• Tasks to perform:
A - Answer these from the Badger election article, one answer per line:
(i) At which hospital does Gascho work as a registered nurse?
(ii) For how many years did Wendall serve on the city council before becoming mayor?
(iii) What is Gascho the president of?
B - Please write out the part of the Badger election article that begins at the words "Gascho said the" and ends after the words "a good candidate.".
C - List every person in the Badger election article who is named with both a first and a last name.

(Text under study Opens)

Gascho said the need for growth has been identified, but she wants to be involved in how to attract people to town.

“To get people to buy these lots, we need to attract new businesses,” she said.

Gascho is a lifelong resident of Badger. She works as a registered nurse at Humboldt County Memorial Hospital. She serves on the Iowa Central Community College board of nursing and also volunteers as an emergency medical technician for the Badger Volunteer Fire Department.

Gascho said her life experiences in Badger make her a good candidate.

“I have been in Badger my whole life, which is 32 years,” she said. “I have a lot of relationships in town,”

Wendall said he is the best candidate based on his previous experience.

“I am running now for the same reason I ran before,” he said. “When I decided to raise my family here, I wanted to be involved, and I think I have proven myself.”

Wendall served on the city council for four years before becoming mayor eight years ago.

He has served on the Badger Volunteer Fire Department for more than 20 years.

Gascho, who is the president of Badgerfest, said she is the best candidate to run because of the support she has received from residents.

“I was asked to run by quite a few members in the community,” she said. “I think that says a lot.”

She added, “This is my home and where I grew up.”

City council forum

City council members Roger Curtis and Janelle Wagner are being challenged by Cynthia Glover, Maria Patrick, and Pam Smith.

(Text under study Closes)
(Records shown Opens)

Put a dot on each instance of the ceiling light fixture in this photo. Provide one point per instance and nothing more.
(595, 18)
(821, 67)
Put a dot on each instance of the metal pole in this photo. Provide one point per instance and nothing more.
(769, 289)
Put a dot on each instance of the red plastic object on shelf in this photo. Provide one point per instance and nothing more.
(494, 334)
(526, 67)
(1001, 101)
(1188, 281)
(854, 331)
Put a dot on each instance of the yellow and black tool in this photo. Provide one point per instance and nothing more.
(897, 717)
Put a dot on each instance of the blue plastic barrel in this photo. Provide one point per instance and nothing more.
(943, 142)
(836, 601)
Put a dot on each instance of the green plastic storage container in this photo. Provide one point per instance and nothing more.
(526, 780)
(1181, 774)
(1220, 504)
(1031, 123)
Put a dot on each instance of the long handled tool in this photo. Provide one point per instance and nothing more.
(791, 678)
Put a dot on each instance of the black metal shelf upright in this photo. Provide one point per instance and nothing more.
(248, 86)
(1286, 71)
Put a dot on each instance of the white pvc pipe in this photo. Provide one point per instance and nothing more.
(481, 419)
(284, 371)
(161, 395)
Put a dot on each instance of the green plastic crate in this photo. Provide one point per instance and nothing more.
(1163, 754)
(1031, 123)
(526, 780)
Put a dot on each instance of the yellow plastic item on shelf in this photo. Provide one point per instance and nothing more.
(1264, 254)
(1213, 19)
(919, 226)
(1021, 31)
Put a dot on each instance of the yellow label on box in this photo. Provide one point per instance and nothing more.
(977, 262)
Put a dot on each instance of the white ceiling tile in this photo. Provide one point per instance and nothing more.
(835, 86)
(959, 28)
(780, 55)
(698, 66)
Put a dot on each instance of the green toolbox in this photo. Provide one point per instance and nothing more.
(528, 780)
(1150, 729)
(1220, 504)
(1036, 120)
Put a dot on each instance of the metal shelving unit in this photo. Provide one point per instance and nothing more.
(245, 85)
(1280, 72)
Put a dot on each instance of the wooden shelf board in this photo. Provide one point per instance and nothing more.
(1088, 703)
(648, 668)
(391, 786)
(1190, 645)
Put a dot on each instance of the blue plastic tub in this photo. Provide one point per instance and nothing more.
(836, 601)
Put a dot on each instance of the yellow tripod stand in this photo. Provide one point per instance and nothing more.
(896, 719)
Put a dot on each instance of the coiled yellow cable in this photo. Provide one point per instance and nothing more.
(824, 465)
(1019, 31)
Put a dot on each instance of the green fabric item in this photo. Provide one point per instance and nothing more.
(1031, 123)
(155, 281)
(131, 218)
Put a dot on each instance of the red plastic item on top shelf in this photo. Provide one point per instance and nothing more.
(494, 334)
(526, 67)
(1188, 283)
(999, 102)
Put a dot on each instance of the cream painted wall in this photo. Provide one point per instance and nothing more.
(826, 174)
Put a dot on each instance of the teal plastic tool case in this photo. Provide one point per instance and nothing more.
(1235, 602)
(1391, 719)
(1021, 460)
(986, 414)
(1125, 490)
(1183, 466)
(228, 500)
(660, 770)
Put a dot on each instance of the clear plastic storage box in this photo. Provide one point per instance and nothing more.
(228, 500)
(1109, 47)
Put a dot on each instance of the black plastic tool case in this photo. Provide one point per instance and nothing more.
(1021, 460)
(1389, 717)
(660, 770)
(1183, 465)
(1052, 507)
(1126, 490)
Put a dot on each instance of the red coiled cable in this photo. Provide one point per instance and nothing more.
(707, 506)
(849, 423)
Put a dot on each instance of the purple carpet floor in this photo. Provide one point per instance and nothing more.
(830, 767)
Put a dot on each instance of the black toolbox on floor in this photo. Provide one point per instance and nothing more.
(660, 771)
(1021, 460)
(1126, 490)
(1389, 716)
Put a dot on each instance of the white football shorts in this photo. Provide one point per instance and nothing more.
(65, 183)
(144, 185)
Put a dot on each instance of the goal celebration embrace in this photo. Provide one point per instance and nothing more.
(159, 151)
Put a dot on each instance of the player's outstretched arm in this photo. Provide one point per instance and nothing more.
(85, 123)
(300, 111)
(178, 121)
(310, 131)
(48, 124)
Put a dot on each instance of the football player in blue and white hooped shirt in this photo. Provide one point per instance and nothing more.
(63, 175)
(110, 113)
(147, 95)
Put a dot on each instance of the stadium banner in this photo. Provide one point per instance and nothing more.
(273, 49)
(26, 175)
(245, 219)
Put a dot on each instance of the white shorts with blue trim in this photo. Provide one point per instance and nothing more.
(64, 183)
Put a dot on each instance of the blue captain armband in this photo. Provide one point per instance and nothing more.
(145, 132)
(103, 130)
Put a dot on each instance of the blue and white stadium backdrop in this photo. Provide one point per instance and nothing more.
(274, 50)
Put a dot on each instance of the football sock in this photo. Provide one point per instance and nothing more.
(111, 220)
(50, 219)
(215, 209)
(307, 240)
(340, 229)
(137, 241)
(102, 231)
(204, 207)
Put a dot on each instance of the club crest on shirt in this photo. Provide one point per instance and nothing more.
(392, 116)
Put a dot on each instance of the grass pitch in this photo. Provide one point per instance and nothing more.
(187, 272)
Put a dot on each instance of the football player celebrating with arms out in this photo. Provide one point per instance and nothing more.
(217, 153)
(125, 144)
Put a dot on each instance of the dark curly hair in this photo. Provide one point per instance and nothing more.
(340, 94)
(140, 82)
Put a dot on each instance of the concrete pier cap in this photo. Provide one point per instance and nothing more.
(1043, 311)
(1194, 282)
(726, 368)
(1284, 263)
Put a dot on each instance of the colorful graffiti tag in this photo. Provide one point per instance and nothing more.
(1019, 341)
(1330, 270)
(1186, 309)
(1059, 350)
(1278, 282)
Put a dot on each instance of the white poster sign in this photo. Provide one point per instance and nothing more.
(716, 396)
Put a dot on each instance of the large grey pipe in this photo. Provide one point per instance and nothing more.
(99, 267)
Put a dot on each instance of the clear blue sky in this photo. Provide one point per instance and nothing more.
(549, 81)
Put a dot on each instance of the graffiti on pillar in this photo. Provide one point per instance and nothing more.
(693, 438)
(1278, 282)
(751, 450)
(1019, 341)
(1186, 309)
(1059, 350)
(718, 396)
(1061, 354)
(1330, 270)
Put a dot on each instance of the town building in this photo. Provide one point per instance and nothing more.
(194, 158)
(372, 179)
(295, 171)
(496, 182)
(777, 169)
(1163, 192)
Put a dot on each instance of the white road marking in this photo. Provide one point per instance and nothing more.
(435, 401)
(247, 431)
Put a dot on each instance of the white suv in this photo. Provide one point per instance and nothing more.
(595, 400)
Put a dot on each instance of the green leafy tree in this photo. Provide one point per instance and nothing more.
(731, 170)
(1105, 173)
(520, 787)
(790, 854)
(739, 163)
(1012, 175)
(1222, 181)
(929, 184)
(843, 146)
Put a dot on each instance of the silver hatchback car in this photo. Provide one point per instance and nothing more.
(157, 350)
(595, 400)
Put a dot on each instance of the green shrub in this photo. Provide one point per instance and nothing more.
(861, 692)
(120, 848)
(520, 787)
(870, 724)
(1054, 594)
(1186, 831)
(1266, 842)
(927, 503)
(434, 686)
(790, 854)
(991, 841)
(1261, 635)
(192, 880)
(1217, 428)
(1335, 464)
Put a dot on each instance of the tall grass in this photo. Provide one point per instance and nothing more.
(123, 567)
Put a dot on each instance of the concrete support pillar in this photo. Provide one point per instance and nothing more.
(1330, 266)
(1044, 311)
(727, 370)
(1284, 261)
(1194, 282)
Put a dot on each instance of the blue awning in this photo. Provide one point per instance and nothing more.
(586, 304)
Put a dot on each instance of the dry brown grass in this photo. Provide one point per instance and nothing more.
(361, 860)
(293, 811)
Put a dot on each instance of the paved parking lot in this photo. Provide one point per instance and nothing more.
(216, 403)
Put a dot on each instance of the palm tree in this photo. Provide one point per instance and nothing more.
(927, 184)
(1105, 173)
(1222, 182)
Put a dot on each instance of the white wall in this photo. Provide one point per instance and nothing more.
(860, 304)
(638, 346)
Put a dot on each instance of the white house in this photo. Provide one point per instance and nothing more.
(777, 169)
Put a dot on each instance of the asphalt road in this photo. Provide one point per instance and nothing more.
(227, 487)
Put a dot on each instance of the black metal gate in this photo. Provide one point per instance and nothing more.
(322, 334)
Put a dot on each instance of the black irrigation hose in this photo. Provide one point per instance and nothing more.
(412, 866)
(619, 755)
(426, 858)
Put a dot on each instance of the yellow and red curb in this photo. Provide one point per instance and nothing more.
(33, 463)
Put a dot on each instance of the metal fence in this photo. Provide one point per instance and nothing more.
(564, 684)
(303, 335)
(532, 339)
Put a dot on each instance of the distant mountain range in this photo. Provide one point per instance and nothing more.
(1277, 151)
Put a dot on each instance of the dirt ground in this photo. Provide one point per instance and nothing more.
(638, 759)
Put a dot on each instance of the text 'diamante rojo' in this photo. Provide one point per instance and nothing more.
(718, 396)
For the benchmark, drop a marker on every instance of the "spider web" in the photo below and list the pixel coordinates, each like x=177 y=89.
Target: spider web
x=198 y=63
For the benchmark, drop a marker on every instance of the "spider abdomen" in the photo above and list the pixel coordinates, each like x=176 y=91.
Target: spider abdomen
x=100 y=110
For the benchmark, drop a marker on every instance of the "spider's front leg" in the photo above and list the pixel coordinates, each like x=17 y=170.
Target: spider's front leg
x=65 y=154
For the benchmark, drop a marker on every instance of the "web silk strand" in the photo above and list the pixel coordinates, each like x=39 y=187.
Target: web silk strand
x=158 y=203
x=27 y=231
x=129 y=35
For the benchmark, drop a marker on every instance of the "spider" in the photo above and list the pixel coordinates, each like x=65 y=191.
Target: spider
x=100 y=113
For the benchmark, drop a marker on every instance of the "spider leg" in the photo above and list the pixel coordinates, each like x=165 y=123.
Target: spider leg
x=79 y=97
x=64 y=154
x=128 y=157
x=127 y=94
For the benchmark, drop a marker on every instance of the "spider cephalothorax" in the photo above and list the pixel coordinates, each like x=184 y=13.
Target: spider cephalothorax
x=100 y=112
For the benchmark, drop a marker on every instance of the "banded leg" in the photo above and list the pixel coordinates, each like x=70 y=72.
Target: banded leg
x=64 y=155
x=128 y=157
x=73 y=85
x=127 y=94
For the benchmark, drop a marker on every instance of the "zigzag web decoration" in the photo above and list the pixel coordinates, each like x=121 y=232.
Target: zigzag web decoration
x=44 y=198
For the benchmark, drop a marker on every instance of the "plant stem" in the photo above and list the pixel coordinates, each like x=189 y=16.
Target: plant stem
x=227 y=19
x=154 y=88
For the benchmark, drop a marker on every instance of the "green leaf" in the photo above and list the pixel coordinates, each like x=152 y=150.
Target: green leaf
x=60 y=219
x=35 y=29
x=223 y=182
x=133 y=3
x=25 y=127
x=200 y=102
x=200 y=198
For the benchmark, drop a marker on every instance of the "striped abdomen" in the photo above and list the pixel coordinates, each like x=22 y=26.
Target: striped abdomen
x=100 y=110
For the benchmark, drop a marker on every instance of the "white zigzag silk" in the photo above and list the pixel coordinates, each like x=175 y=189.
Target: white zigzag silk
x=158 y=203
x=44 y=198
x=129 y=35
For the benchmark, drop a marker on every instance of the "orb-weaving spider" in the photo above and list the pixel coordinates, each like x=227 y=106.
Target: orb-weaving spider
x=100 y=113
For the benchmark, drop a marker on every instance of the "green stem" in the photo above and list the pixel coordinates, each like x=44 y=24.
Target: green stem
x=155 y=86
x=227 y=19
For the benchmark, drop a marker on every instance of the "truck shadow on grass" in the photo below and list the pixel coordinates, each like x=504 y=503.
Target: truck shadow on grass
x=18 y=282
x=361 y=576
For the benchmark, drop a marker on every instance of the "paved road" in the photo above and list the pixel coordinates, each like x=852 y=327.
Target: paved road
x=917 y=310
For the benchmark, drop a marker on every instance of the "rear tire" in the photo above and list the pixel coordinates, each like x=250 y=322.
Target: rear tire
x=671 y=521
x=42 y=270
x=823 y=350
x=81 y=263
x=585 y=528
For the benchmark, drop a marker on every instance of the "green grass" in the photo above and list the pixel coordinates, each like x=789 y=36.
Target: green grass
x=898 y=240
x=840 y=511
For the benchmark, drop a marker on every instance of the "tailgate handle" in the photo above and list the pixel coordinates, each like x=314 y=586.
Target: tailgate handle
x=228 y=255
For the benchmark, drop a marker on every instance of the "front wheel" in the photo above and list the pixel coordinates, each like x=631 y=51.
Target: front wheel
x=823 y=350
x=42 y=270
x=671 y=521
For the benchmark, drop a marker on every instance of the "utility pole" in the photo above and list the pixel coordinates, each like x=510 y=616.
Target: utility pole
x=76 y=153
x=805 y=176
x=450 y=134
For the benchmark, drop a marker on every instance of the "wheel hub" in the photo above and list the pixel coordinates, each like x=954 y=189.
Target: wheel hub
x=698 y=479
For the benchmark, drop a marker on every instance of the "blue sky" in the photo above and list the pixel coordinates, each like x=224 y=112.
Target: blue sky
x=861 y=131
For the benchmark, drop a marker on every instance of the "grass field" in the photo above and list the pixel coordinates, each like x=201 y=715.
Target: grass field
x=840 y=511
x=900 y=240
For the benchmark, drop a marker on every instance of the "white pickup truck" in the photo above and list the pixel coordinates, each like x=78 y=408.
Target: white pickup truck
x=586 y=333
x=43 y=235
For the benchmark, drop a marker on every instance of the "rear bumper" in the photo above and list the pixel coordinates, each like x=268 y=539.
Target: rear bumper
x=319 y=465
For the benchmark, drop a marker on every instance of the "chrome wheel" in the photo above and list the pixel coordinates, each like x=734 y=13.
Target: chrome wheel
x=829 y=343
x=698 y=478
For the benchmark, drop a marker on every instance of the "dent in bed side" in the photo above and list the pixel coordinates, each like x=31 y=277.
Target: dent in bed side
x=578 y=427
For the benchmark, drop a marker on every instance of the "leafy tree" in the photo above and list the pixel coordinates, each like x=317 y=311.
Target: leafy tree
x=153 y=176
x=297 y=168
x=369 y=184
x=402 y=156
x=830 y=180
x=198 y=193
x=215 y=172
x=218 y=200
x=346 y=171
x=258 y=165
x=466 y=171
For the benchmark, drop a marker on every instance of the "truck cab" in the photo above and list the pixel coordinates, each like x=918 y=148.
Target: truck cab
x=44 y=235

(Records shown Closes)

• Answers for the tasks:
A -
(i) Humboldt County Memorial Hospital
(ii) Four years
(iii) Badgerfest

B -
Gascho said the need for growth has been identified, but she wants to be involved in how to attract people to town.

“To get people to buy these lots, we need to attract new businesses,” she said.

Gascho is a lifelong resident of Badger. She works as a registered nurse at Humboldt County Memorial Hospital. She serves on the Iowa Central Community College board of nursing and also volunteers as an emergency medical technician for the Badger Volunteer Fire Department.

Gascho said her life experiences in Badger make her a good candidate.

C -
Roger Curtis
Janelle Wagner
Cynthia Glover
Maria Patrick
Pam Smith